# [EXERCISE AIM]
Exact copies of the lines from the start of the records through the line with "Find the display" are what the answer must hold; pictures are not part of it.

Stored dataset items:

■ ■ ■ ■

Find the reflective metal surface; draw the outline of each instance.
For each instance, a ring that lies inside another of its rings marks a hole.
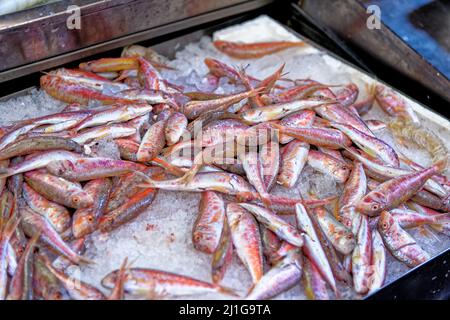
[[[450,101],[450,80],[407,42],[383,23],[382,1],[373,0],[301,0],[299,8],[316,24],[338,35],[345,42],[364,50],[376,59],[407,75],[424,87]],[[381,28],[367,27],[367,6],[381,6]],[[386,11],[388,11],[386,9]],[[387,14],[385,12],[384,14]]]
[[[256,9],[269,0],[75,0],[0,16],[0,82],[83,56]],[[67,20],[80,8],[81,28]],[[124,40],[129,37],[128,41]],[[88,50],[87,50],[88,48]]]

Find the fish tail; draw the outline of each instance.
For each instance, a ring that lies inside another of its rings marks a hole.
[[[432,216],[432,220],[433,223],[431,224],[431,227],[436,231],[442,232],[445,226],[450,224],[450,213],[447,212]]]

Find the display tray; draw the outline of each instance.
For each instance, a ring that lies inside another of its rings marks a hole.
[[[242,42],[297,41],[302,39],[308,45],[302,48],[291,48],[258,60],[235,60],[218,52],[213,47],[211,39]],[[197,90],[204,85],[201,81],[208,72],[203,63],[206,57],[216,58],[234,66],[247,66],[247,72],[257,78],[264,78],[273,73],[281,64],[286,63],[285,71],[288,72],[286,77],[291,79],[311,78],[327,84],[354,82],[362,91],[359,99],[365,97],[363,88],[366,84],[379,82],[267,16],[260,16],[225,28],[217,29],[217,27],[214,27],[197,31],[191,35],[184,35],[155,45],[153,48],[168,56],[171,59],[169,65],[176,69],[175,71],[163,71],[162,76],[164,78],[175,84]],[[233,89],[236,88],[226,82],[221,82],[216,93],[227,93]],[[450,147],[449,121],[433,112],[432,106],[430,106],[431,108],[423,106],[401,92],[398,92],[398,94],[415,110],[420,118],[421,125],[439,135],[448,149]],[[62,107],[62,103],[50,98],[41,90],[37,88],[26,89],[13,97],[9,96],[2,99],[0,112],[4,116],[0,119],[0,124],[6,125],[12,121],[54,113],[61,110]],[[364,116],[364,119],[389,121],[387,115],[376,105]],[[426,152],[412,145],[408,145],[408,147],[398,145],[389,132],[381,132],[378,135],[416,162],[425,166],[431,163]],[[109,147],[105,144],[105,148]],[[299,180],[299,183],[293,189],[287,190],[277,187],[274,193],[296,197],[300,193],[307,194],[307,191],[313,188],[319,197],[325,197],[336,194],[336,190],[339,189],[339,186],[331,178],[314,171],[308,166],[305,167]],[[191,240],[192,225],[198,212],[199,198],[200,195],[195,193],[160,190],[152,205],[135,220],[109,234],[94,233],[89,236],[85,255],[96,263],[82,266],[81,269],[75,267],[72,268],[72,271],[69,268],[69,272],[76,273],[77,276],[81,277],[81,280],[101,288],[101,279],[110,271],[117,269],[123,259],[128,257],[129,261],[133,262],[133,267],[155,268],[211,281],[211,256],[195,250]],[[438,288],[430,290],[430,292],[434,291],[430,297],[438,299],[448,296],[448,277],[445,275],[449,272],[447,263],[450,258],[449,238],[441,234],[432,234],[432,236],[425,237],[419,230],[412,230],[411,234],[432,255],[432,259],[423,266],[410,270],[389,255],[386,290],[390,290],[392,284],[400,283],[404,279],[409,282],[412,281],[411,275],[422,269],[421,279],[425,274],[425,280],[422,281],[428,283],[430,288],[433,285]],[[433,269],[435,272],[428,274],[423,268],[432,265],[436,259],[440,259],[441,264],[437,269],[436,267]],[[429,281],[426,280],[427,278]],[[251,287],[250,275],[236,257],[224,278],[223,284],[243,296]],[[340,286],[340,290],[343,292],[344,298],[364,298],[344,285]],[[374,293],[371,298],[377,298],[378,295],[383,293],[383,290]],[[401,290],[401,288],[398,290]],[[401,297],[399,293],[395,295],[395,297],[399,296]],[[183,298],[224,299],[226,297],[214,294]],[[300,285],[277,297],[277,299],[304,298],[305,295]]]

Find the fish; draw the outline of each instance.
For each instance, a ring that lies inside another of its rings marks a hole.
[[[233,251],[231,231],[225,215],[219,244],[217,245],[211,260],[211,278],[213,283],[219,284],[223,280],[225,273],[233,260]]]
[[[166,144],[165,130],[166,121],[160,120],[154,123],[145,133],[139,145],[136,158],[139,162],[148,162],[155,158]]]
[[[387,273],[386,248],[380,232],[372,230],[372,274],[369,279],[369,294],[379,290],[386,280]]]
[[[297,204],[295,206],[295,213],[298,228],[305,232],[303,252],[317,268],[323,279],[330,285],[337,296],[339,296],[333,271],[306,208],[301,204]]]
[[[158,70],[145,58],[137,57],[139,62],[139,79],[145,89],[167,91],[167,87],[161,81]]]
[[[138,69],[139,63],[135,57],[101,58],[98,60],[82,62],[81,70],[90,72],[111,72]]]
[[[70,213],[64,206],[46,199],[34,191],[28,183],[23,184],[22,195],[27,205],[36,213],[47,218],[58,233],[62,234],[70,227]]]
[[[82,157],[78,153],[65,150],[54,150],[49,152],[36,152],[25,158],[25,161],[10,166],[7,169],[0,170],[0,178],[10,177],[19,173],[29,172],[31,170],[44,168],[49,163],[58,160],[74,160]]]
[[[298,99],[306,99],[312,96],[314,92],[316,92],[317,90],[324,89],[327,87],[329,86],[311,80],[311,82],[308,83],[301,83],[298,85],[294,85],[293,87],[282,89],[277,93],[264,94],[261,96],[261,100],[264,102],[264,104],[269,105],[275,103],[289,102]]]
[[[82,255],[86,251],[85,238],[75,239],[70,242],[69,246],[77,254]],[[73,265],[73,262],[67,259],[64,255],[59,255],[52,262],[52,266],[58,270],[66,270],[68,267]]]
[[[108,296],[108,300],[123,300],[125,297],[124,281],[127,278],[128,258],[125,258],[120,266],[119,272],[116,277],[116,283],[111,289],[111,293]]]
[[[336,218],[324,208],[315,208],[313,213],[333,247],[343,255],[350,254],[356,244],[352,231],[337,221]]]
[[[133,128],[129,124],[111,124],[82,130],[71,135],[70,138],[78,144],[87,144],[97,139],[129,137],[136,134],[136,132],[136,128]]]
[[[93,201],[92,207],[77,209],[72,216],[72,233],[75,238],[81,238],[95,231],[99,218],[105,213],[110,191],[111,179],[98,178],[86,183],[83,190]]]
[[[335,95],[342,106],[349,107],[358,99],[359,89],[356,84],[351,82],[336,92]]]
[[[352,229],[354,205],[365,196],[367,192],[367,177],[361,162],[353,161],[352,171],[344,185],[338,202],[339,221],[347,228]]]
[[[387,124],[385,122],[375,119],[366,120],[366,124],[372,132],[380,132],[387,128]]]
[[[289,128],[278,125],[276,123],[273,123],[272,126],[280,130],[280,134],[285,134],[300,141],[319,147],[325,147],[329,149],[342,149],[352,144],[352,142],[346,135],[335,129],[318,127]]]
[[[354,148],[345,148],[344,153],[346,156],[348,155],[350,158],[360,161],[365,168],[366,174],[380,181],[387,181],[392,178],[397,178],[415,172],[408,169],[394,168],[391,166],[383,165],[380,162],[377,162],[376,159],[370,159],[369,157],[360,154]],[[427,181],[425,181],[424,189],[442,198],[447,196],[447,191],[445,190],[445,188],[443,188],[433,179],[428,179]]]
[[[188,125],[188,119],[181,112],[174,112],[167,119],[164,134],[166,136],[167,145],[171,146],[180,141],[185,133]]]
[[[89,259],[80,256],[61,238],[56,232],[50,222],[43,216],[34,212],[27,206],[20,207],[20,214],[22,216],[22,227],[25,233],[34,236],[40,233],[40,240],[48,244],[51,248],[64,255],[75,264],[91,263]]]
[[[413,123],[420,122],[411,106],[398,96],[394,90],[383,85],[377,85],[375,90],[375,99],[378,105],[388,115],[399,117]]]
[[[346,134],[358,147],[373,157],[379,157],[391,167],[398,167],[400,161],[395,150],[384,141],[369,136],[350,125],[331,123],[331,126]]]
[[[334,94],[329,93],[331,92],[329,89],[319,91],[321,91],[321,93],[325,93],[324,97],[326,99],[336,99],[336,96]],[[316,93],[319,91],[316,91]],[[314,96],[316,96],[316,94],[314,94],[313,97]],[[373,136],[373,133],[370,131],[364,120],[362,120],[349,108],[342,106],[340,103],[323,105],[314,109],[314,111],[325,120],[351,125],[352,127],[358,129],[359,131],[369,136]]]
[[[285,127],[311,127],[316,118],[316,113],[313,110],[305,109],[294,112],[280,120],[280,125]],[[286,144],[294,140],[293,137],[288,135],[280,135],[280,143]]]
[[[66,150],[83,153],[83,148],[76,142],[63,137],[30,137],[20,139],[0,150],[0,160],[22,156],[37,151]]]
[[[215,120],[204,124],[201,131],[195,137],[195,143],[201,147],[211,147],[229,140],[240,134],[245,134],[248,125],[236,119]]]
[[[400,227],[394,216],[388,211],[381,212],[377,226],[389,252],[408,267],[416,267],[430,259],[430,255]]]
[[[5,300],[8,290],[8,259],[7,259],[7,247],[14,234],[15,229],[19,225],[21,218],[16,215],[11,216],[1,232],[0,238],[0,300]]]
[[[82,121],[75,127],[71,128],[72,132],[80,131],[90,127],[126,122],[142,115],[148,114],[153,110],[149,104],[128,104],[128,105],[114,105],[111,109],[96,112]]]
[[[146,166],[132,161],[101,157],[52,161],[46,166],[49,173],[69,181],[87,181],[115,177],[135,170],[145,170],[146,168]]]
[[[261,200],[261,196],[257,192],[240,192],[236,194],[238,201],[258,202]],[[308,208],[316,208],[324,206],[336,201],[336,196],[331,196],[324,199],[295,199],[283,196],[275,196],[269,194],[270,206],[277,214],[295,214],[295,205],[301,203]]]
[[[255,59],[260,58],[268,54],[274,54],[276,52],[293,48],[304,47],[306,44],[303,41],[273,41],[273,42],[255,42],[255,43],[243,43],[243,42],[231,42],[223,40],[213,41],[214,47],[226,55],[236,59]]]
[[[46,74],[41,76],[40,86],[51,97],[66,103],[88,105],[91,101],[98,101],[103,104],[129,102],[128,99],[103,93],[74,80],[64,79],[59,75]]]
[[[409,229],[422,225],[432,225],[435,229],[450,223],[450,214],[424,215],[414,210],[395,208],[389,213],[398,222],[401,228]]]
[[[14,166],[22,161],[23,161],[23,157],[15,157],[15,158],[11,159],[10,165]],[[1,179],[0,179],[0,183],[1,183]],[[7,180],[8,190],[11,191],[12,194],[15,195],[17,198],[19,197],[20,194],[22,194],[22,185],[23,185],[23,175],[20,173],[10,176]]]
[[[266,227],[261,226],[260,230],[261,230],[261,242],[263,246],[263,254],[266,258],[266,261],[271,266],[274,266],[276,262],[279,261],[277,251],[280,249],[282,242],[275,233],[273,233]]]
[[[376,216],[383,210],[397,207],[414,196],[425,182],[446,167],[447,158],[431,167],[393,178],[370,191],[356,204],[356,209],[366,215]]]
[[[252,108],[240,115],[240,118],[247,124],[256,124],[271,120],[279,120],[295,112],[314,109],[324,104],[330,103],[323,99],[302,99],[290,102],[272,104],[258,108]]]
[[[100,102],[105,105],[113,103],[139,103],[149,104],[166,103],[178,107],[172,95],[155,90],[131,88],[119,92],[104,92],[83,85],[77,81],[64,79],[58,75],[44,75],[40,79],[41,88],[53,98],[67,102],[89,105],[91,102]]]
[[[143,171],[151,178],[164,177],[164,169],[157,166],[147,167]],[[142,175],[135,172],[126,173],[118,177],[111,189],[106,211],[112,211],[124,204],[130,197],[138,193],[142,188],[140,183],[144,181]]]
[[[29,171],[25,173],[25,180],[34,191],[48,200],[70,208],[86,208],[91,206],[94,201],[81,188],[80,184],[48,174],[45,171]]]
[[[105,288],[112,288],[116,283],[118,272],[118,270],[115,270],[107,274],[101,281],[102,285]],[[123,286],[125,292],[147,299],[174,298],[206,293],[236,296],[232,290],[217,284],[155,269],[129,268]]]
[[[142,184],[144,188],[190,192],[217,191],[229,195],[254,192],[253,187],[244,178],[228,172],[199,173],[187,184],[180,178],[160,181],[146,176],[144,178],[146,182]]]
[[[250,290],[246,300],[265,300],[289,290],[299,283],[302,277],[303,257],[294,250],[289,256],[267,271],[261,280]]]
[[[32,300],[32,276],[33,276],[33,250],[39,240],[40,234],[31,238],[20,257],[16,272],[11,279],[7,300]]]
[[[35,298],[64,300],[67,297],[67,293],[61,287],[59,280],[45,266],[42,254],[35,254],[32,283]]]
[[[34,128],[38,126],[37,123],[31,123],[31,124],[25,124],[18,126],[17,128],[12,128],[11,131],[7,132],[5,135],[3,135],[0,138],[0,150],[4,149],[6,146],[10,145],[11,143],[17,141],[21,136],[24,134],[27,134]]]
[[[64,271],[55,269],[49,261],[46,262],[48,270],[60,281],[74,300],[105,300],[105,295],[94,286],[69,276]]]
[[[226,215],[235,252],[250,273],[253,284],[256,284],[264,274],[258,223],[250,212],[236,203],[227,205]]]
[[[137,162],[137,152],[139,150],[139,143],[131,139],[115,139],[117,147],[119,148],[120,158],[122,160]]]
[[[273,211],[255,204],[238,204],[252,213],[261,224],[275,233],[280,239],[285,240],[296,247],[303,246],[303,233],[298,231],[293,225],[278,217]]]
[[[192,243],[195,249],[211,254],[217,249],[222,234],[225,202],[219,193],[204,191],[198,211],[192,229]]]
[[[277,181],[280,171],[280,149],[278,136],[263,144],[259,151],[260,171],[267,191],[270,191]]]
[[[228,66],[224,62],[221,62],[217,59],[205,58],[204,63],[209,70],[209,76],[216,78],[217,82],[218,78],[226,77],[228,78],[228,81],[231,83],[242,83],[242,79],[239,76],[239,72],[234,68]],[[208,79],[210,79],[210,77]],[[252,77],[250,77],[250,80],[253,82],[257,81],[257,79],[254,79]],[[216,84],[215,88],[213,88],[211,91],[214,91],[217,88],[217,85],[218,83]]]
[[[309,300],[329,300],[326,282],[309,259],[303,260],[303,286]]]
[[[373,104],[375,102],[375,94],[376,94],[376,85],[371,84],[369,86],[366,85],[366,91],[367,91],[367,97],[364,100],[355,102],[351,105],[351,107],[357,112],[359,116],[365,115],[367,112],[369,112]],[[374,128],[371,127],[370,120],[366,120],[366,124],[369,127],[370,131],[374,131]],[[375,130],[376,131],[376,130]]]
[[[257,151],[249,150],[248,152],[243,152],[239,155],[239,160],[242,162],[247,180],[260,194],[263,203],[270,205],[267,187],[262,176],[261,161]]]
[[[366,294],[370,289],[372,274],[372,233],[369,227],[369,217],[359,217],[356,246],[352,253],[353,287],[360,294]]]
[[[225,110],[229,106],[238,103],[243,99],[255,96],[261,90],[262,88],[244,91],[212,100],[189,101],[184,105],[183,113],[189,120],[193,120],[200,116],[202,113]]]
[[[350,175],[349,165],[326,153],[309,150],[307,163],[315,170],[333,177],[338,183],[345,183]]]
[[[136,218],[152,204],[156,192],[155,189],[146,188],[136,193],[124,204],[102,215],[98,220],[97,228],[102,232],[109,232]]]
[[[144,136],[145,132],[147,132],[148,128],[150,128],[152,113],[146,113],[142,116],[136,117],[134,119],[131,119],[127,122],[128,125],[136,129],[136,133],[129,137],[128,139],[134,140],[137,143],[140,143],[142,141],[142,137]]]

■ ■ ■ ■

# [RESPONSE TO THE EXERCISE]
Find the reflective metal surface; draw the outline of each instance.
For each instance, a ring that lies inside another of its rings marks a hole.
[[[450,101],[450,80],[407,42],[383,23],[382,1],[373,0],[301,0],[299,8],[316,24],[338,35],[345,42],[364,50],[376,59],[407,75],[424,87]],[[381,28],[367,27],[367,6],[381,6]],[[386,11],[388,11],[386,9]],[[387,14],[385,12],[384,14]]]
[[[256,9],[269,0],[75,0],[0,16],[0,82],[83,56]],[[67,20],[80,8],[81,28]],[[124,40],[129,37],[128,41]],[[88,50],[87,50],[88,48]]]

Find the fish tail; draw the outline of each instance.
For each instance, a ring that lies inside another of its rings marks a hole.
[[[432,216],[432,220],[433,223],[431,224],[431,227],[436,231],[442,232],[445,226],[450,224],[450,213],[447,212]]]

Find the display tray; draw the outline of each instance.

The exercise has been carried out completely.